■ **DOCUMENTO DI PARTENZA**:
I tumori della prostata, rene, testicolo e vescica rappresentano un quinto di tutti i tumori registrati nel nostro Paese. Si calcola che ogni anno colpiscano oltre 77mila italiani.

“Sono tutte neoplasie che nelle forme iniziali possono essere trattate chirurgicamente con le nuove tecnologie robotiche – aggiunge Giario Conti, Segretario Nazionale SIUrO -. I risultati raggiunti sono sovrapponibili a quelli classici, detti anche a “cielo aperto”. Otteniamo inoltre meno effetti collaterali e soprattutto minore invalidità post-operatoria. Ad esempio per i tumori renali la chirurgia conservativa, se possibile robot assistita, rappresenta oggi lo standard terapeutico in presenza di malattia localizzata. Consiste nell’asportare solo la massa tumorale risparmiando il resto dell’organo sano. Queste tecnologie sono disponibili solo in centri di riferimento e anche in questo caso vi sono ancora notevoli differenze territoriali. In particolare nelle Regioni del Sud risultano relativamente poche le strutture sanitarie che riescono a fornire ai malati trattamenti con tali strumentazioni”.

■ **DATI FORNITI**:
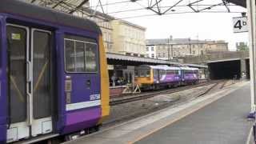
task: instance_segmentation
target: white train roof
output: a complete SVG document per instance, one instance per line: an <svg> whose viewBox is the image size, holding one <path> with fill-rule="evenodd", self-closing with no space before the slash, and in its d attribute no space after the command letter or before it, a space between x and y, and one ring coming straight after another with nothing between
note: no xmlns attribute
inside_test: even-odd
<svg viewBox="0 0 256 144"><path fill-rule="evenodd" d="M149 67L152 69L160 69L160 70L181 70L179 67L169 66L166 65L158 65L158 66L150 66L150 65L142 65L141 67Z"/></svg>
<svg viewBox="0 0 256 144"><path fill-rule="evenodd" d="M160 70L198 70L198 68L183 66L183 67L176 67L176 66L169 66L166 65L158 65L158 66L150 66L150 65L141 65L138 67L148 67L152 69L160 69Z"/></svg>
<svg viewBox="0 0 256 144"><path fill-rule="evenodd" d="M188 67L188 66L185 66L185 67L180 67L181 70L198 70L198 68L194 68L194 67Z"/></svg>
--
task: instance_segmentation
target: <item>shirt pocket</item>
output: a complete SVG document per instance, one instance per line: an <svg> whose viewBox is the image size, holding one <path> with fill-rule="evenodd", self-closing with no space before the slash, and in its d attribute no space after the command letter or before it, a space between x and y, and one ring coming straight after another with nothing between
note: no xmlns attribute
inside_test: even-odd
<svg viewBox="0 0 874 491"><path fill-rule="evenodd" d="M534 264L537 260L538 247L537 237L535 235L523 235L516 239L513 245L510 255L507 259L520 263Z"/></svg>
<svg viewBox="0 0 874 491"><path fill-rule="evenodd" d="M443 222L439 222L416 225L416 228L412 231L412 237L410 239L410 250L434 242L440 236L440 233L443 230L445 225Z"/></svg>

■ **COMPITI DA SVOLGERE**:
1. Riscrivi il testo sulla chirurgia robotica dei tumori da "I tumori della" fino a "oltre 77mila italiani." compreso, sostituendo "vescica" con "uretra".
2. Prosegui il testo sulla chirurgia robotica dei tumori con la parte che viene dopo la sua ultima frase.
Le righe non hanno alcun ruolo in questo.

■ **RISPOSTE AI COMPITI**:
1.
I tumori della prostata, rene, testicolo e uretra rappresentano un quinto di tutti i tumori registrati nel nostro Paese. Si calcola che ogni anno colpiscano oltre 77mila italiani.

2.
“La stessa evoluzione si sta verificando anche per la radioterapia oncologica – prosegue Rolando D’Angelillo, professore di Radioterapia, all’Università di Roma Tor Vergata -. Vi sono state delle innovazioni tecnologiche molto importanti che stanno migliorando la qualità di vita dei pazienti. In questo l’ultimo periodo, anche grazie ai fondi garantiti dal PNRR, vi è una maggiore diffusione delle nuove tecnologie di radioterapia in tutta Italia. Grazie al rinnovamento tecnologico attualmente un numero maggiore di pazienti con tumore urologico può accedere a trattamenti radianti di alta precisione”.

“Oltre l’80% dei nostri pazienti riesce a sconfiggere un tumore urologico, in particolare se di natura prostatica – afferma Bracarda -. Diverse sono le ragioni di un risultato così importante che non abbiamo ancora ottenuto in molte altre neoplasie. Anche se non esistono programmi di screening di massa sono forme di cancro che nella maggioranza dei casi vengono diagnosticate in fase precoce. Presentano poi numeri importanti in termini di incidenza e anche questo ha permesso alla ricerca scientifica di trovare nuove e più personalizzate terapie”. “Infine il merito del successo è anche nella gestione multidisciplinare del malato – conclude Lapini -. Più specialisti si uniscono per trovare insieme al paziente un percorso di cura personalizzato ed efficace. Oncologi medici, radioterapisti, anatomo-patologi, urologi e altri professionisti devono lavorare tutti insieme in un unico team. La nostra Società Scientifica è nata nel 1990 proprio con l’obiettivo di formare una ‘nuova’ generazione di specialisti che sappiano superare le barriere di tipo attitudinale, culturale e operativo della propria disciplina di origine e sviluppare competenze multidisciplinari”.